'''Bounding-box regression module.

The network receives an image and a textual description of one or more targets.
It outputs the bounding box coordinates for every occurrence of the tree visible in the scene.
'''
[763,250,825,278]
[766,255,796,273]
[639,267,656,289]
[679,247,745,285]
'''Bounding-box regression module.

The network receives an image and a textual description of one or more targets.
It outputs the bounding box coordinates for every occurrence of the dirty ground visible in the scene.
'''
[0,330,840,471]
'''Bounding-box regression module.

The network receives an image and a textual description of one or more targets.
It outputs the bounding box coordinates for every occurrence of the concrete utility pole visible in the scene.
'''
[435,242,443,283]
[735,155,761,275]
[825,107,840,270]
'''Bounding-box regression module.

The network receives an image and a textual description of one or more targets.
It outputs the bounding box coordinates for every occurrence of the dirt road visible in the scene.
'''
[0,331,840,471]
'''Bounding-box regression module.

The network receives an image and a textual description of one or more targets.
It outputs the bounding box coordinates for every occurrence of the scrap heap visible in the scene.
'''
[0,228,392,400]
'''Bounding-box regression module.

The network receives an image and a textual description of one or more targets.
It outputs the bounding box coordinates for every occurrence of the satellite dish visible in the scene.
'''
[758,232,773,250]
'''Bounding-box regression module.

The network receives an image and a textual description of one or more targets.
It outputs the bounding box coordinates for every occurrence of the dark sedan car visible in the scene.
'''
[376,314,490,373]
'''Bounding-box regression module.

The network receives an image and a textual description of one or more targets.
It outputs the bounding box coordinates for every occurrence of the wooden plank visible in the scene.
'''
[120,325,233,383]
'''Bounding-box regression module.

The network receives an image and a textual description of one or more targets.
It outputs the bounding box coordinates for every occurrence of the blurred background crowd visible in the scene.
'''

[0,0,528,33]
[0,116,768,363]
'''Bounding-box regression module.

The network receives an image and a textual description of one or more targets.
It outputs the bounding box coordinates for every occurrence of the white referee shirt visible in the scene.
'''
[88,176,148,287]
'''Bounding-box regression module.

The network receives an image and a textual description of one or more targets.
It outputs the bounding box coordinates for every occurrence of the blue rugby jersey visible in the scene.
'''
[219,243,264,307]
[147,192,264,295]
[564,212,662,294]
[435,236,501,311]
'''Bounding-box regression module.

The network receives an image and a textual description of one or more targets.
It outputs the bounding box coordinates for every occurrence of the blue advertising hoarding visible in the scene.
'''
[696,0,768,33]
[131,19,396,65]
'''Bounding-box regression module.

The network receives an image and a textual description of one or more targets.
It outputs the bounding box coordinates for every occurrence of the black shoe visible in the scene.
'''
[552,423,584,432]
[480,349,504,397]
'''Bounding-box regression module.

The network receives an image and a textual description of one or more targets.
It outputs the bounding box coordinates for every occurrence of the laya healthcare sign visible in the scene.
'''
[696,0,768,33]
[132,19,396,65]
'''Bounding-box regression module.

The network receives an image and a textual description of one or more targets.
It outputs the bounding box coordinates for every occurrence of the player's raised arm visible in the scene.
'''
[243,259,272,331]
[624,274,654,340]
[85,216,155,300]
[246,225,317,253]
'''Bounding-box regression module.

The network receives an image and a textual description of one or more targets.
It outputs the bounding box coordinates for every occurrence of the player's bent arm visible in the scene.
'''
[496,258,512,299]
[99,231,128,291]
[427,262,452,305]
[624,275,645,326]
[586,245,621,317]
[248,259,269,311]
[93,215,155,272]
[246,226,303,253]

···

- Aim of the exercise -
Return each line from the records above that contains the word "blue".

- The completed task -
It outputs the bounding box coordinates for every occurrence of the blue rugby jersey visible in the scene.
It outputs the bounding box coordinates for every occurrence of the blue advertising hoarding visible in the scene.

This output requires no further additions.